Dataset rows on where objects appear:

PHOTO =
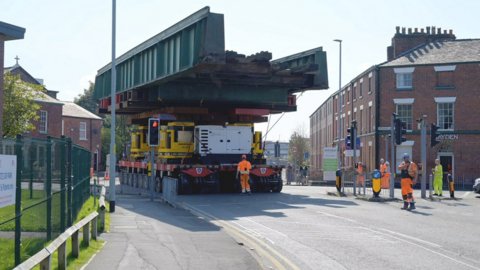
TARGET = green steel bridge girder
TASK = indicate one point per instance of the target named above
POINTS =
(228, 94)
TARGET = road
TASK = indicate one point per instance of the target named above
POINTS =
(304, 228)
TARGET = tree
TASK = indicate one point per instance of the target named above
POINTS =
(300, 140)
(19, 105)
(86, 100)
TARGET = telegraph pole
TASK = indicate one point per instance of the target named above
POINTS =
(393, 168)
(112, 105)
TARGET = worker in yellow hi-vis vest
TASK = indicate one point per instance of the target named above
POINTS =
(438, 178)
(243, 170)
(360, 174)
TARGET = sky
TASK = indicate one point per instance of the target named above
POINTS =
(67, 42)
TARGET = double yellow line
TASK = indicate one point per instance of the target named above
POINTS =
(251, 241)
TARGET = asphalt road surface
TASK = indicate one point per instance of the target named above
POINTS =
(304, 228)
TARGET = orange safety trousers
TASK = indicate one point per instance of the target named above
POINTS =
(386, 181)
(360, 177)
(407, 190)
(244, 177)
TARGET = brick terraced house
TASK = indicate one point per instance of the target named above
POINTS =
(428, 75)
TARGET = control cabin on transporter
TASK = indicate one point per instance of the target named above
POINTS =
(207, 100)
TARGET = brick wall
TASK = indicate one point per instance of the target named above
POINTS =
(2, 55)
(467, 92)
(404, 41)
(94, 133)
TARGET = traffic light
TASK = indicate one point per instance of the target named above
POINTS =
(400, 129)
(433, 135)
(349, 137)
(277, 149)
(153, 131)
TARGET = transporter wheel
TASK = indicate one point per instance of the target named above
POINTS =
(279, 186)
(183, 185)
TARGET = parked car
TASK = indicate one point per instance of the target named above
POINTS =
(476, 186)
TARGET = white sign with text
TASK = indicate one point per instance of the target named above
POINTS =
(8, 178)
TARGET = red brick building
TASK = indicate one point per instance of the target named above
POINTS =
(50, 112)
(57, 118)
(85, 129)
(429, 75)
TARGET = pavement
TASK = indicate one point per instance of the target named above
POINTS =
(146, 235)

• _TASK PROMPT_
Put the lines above into a Markdown table with two columns, Row and Line, that numbers each line and skips blank lines. Leave out the pictures.

• _SOLUTION_
| Row | Line |
|---|---|
| 1 | PHOTO = |
| 2 | TARGET = green steel bridge girder |
| 3 | TASK = indicate one point per instance of the target named above |
| 4 | POINTS = |
| 5 | (228, 94) |
| 6 | TARGET = road |
| 7 | TASK = indicate one point per instance of the target named above |
| 8 | POINTS = |
| 9 | (304, 228) |
| 10 | TARGET = tree |
| 11 | TASK = indicate one point per instance of the target named above |
| 12 | POINTS = |
| 13 | (300, 140) |
| 14 | (19, 105) |
| 15 | (86, 100) |
| 16 | TARGET = telegraph pole |
| 17 | TASK = indicate one point per instance of the target named above |
| 18 | POINTS = |
| 19 | (393, 168) |
| 20 | (112, 105) |
| 21 | TARGET = worker in yellow hi-vis vest |
| 22 | TASK = indicate one point per instance of the target named above |
| 23 | POINTS = |
| 24 | (438, 178) |
| 25 | (243, 170) |
| 26 | (360, 174) |
| 27 | TARGET = sky |
| 28 | TASK = indicate one point per instance of the target named above |
| 29 | POINTS = |
| 30 | (67, 42) |
| 31 | TARGET = double yellow line |
| 32 | TASK = indicate one point per instance of the target named above |
| 33 | POINTS = |
| 34 | (251, 241) |
| 35 | TARGET = asphalt road surface |
| 36 | TASK = indicate one point per instance of the target named above |
| 37 | POINTS = |
| 38 | (304, 228) |
| 39 | TARGET = orange safety trousers |
| 40 | TASK = indicate one point per instance of the target named above |
| 41 | POINTS = |
| 42 | (386, 181) |
| 43 | (360, 177) |
| 44 | (407, 190) |
| 45 | (244, 177) |
| 46 | TARGET = brick terraced house |
| 47 | TASK = indicate one point per instance of the target named above |
| 48 | POINTS = |
| 49 | (428, 75) |
| 50 | TARGET = control cabin on transporter |
| 51 | TASK = indicate one point per instance of the target named above |
| 52 | POINTS = |
| 53 | (207, 100) |
| 54 | TARGET = brick wall |
| 55 | TASK = indicate one point per instance of the target named above |
| 56 | POINTS = |
| 57 | (2, 55) |
| 58 | (467, 92) |
| 59 | (404, 41) |
| 60 | (94, 133) |
| 61 | TARGET = traffic light |
| 62 | TASK = indicate one point per instance of the target named above |
| 63 | POINTS = |
| 64 | (400, 129) |
| 65 | (433, 135) |
| 66 | (349, 137) |
| 67 | (277, 149) |
| 68 | (153, 131) |
| 69 | TARGET = transporter wheel |
| 70 | TASK = indicate one point per instance of the target named above |
| 71 | POINTS = |
| 72 | (279, 186) |
| 73 | (183, 185) |
| 74 | TARGET = parked car |
| 75 | TASK = indicate one point per instance of the target named above |
| 76 | POINTS = |
| 77 | (476, 186) |
| 78 | TARGET = white sign with text |
| 79 | TASK = indicate one point per instance of the target named above |
| 80 | POINTS = |
| 81 | (8, 178) |
| 82 | TARGET = red brick building |
| 83 | TASK = indicate one point per instance of the target named above |
| 84 | POINTS = |
| 85 | (50, 112) |
| 86 | (57, 118) |
| 87 | (85, 129) |
| 88 | (429, 75) |
| 89 | TARGET = pavement |
| 90 | TASK = indicate one point per instance of the target named above |
| 91 | POINTS = |
| 92 | (146, 235) |